Records provided START

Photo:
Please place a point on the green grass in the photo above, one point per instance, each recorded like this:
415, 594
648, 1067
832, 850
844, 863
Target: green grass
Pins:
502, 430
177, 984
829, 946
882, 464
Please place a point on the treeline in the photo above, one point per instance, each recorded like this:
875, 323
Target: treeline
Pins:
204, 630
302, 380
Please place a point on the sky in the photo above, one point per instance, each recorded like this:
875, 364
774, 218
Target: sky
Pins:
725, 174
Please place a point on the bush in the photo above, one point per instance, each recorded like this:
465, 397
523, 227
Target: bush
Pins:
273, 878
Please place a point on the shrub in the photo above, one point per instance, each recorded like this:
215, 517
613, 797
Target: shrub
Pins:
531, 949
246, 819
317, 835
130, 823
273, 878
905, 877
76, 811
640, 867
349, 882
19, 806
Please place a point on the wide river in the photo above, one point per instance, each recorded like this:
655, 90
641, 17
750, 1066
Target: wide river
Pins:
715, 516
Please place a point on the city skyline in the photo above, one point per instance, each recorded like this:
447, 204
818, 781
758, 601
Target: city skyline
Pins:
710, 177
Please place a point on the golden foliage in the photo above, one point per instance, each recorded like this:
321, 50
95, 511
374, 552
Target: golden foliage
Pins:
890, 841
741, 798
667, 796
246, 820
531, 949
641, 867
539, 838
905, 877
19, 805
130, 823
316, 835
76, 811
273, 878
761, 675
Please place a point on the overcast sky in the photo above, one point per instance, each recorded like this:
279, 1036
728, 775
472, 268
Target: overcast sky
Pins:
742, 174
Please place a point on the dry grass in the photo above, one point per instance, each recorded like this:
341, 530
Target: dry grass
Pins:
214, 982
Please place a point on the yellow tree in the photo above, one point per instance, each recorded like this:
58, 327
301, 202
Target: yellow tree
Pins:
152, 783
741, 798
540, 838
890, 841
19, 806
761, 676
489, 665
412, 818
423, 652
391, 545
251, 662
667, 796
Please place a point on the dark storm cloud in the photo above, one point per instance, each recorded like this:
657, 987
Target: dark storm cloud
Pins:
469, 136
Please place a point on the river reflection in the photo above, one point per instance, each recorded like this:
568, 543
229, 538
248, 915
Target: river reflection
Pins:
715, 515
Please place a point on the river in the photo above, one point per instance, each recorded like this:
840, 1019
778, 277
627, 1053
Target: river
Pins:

Records provided END

Up to and including the line with "Target: city skyline", write out the records above exactly, starting from their first line.

Output of the exercise:
Photo:
Please place a point on the green grass in the photo above, one point per instance, each recorded like this:
415, 594
648, 1067
832, 850
844, 863
Target: green grass
Pins:
502, 430
177, 984
829, 946
882, 464
Please place a point on the treeline in the photo above, one point per instance, each recorded like this:
875, 323
Target: treeline
Pins:
204, 630
302, 380
Please place a point on the sky in the photo above, one point per instance, each recorded like this:
875, 364
774, 218
Target: sky
Pins:
725, 174
Please place a point on the bush in the photo above, one point per instance, each recorded like this:
465, 397
523, 227
Target: bush
Pins:
273, 878
Please place a point on the shrub in the photo above, one point per instance, each recorded like this:
215, 517
613, 797
Target: shrub
Pins:
531, 949
246, 819
317, 835
130, 823
273, 878
905, 877
76, 811
640, 867
349, 882
19, 806
Please place a point on the wide river in the photo above, one point per instance, each recorded like this:
655, 90
641, 17
750, 1066
Target: wide river
Pins:
715, 516
Please place a point on the city skyline in the photo above, one point per instance, each recorded like this:
447, 204
818, 781
758, 601
Target: city skyline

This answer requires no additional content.